## [Your goal]
Go to the line containing "For every instance of the temple dome, the" in the records below. Repeat it and the lines after it exactly, all the way to the end.

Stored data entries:
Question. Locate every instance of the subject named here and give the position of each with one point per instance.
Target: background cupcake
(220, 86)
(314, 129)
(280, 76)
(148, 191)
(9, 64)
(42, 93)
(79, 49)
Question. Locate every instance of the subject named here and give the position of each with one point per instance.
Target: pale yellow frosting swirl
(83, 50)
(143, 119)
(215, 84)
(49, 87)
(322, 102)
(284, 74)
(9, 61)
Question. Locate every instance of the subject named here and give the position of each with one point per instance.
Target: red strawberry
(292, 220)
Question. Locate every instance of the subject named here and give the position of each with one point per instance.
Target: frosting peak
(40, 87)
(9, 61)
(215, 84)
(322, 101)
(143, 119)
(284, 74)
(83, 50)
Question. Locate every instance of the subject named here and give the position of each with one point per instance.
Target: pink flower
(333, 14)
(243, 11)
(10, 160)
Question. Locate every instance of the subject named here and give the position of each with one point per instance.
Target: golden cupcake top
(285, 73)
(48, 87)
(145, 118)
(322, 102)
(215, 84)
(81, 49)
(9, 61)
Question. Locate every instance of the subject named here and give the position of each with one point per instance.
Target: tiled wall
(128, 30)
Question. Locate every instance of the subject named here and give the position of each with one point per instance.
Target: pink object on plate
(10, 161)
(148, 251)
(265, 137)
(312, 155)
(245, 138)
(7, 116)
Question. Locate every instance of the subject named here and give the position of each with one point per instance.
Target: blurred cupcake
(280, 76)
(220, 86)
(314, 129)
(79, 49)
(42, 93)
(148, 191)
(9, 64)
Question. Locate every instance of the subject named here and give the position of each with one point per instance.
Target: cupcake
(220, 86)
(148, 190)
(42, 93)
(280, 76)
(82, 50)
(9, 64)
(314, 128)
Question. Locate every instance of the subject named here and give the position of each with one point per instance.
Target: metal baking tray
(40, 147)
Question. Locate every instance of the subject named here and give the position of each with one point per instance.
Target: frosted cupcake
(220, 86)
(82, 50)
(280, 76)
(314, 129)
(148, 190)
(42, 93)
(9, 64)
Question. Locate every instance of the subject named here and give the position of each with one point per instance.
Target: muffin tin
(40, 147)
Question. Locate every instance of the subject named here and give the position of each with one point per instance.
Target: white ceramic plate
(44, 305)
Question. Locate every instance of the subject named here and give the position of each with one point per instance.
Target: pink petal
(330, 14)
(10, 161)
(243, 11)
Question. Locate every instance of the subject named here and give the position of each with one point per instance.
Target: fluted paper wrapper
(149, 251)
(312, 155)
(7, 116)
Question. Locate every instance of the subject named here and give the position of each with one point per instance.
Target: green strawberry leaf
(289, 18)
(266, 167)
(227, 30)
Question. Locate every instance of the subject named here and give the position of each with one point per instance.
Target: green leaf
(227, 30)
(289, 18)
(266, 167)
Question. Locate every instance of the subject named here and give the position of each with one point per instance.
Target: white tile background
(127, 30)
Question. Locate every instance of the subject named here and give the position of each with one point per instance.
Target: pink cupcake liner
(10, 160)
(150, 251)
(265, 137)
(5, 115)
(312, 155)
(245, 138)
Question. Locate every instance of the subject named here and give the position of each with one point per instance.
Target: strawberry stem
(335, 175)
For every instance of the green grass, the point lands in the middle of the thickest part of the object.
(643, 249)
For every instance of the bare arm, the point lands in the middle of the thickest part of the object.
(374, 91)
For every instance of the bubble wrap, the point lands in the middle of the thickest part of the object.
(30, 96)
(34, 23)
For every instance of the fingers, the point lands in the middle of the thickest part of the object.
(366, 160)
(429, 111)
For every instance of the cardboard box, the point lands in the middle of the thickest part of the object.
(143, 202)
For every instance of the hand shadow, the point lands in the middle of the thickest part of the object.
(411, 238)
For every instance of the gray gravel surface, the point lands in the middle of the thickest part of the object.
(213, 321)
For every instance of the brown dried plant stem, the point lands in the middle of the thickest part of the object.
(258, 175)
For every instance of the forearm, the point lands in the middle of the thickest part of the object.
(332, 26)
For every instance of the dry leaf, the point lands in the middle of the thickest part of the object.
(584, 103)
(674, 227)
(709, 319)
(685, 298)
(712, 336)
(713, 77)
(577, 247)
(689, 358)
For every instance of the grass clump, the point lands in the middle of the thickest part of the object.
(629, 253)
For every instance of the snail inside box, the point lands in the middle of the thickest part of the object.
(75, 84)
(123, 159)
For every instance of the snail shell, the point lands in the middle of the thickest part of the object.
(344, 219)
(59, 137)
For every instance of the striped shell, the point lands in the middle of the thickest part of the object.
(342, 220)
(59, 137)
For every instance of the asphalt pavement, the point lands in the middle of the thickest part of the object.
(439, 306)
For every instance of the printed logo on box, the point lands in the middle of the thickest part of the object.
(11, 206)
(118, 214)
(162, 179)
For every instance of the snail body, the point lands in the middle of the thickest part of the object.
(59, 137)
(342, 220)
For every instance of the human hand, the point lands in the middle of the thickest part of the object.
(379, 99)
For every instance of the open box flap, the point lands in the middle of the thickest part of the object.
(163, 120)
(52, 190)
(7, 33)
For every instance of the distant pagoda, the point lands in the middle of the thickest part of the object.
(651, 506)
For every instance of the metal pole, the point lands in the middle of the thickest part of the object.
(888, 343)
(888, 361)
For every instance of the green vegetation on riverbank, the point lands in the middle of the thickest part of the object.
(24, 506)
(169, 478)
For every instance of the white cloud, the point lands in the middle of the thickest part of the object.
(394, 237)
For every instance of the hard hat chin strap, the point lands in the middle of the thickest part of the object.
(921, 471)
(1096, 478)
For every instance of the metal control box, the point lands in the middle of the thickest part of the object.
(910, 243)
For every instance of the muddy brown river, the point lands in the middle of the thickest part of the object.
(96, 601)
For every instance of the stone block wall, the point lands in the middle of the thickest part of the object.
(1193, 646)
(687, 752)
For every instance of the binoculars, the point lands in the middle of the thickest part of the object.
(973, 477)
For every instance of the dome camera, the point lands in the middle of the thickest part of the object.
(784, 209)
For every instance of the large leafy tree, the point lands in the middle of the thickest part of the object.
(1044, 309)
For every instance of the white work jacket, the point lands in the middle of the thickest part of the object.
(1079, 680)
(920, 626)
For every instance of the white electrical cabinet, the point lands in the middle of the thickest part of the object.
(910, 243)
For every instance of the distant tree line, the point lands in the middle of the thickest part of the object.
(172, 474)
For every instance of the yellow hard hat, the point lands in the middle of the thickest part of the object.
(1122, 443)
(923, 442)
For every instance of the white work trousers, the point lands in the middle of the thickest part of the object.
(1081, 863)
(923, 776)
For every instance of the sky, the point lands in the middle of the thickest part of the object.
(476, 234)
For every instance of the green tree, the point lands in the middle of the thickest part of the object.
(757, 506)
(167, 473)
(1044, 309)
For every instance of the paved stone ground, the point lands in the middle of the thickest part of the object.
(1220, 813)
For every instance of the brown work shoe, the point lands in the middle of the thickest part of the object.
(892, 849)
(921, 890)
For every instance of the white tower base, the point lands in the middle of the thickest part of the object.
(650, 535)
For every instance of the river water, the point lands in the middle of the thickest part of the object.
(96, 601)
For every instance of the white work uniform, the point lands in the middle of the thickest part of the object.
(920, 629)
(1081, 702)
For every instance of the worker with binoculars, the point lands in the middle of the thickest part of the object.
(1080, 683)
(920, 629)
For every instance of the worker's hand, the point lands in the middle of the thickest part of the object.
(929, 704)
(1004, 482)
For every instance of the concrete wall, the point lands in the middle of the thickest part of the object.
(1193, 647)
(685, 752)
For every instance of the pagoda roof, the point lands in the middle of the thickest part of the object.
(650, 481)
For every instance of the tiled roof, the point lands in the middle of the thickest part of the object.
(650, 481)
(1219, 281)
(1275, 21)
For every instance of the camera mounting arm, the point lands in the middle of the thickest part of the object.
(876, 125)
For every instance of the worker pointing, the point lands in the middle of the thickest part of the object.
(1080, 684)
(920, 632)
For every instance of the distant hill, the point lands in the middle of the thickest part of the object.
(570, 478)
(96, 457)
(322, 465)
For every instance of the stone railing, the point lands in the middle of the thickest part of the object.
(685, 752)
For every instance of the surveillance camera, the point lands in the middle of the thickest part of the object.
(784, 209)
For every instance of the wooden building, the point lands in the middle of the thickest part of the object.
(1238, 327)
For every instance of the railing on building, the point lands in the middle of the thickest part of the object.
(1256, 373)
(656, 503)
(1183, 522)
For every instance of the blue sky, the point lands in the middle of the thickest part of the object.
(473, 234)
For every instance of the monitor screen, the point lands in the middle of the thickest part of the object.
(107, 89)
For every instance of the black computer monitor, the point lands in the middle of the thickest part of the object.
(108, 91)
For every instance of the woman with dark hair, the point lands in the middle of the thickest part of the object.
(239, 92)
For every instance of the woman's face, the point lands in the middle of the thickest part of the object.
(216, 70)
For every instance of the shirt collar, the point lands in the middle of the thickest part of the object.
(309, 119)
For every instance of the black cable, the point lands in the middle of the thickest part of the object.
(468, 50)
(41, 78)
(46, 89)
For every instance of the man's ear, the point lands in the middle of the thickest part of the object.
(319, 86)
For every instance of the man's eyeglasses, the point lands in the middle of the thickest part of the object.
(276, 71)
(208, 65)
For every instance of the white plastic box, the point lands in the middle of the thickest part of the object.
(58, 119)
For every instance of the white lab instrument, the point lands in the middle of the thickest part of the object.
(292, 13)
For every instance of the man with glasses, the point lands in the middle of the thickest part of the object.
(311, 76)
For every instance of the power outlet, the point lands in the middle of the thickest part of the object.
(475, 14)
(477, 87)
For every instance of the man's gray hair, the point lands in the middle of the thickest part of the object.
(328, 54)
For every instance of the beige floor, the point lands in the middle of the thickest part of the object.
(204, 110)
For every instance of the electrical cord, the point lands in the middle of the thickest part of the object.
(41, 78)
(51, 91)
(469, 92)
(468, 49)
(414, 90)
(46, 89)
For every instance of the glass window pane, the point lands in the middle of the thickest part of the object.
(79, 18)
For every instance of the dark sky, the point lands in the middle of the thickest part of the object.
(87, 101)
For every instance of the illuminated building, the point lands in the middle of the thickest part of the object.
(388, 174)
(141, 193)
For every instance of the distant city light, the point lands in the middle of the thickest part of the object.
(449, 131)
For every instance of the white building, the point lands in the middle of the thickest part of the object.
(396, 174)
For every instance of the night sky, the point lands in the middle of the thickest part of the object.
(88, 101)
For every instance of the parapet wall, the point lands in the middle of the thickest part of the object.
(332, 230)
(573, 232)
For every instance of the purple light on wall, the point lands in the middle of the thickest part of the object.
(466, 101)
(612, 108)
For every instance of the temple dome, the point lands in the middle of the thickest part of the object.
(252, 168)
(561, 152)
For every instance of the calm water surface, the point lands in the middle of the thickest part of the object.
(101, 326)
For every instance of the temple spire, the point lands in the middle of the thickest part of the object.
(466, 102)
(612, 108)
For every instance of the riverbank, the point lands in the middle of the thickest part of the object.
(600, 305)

## [Solution]
For every instance of the temple dome, the point lands in the middle of the thickest part of the object.
(252, 168)
(561, 152)
For every instance of the calm water surface, the point lands in the middle of the thickest part of the object.
(101, 326)
For every instance of the temple spire, the point lands in the middle of the thickest part of the object.
(466, 102)
(612, 108)
For every instance of the riverbank, the point lands in the middle of the thickest part of the object.
(600, 305)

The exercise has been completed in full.